§ **Tarefas**:
• a. Indique se cada uma das afirmações seguintes está de acordo com o texto sobre a sinopse, respondendo sim ou não e citando as palavras do texto que o decidem: (i) A sinopse foi entregue à SP Televisão por iniciativa de quem escreve, sem qualquer pedido; (ii) O texto da sinopse tinha seis páginas; (iii) O anúncio de Golpe de Sorte foi visto numa rua da freguesia de quem escreve.
• b. Responda, com base no texto sobre a sinopse, em que canal estreou a produção Golpe de Sorte.

§ **Texto**:
--------------------------------------------------
Uma sinopse no
Purgatório
Em 2015, apresentei à SP
Televisão, a seu pedido, uma sinopse para uma série ficcional, destinada a um
canal generalista. O texto de seis páginas entrou no silêncio do Purgatório.
Há, dias, porém, vi, numa rua da minha freguesia, um anúncio publicitário de
uma produção em estreia na SIC, Golpe de Sorte. A ideia-base era a
da minha sinopse. Muito alterada, para tentar atrair mais espectadores, lá
estava o pobre que ganha o EuroMilhões e à sua custa aprende a aplicá-los. Fui
ao purgatório do meu computador e desencantei, silencioso numa pasta sem uso, o
texto da minha sinopse. Ei-lo.
João Pateta
Sinopse para uma série
televisiva curta
I
João é empregado de
balcão, mas mais que tudo um faz-tudo, num desses bares de vila do “país real”
--------------------------------------------------
§ **Linhas registadas**:
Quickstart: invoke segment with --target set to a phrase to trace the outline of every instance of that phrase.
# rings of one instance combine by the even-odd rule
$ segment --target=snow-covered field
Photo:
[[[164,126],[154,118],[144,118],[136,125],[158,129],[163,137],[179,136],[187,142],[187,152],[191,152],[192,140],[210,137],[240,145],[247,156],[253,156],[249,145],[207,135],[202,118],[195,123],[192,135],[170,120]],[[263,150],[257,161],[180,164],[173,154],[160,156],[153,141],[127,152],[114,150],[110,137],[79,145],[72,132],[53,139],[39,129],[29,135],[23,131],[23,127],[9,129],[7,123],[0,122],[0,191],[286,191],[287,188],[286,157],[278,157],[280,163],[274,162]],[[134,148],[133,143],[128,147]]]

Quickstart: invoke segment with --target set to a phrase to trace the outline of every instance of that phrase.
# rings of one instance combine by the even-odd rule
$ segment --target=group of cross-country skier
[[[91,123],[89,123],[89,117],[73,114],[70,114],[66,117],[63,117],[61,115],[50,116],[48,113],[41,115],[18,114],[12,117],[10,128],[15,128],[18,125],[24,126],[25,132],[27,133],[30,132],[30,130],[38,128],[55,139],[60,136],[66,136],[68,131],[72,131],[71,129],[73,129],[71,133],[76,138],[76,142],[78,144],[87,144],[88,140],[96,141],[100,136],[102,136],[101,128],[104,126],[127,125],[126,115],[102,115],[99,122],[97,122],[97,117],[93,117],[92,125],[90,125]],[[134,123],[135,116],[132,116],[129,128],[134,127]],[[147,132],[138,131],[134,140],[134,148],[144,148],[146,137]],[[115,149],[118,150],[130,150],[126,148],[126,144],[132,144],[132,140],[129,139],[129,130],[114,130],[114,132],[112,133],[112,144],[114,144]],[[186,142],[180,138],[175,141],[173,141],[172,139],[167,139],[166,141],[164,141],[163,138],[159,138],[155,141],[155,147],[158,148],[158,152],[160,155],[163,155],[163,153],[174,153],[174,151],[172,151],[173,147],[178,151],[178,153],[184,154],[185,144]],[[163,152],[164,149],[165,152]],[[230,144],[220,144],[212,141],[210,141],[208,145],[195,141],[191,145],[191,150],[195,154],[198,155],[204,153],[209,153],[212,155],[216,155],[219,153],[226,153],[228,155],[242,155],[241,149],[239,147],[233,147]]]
--------------------------------------------------
§ **Soluções**:
• a.
(i) Não: "apresentei à SP Televisão, a seu pedido, uma sinopse"
(ii) Sim: "O texto de seis páginas"
(iii) Sim: "vi, numa rua da minha freguesia, um anúncio publicitário"

• b. Na SIC.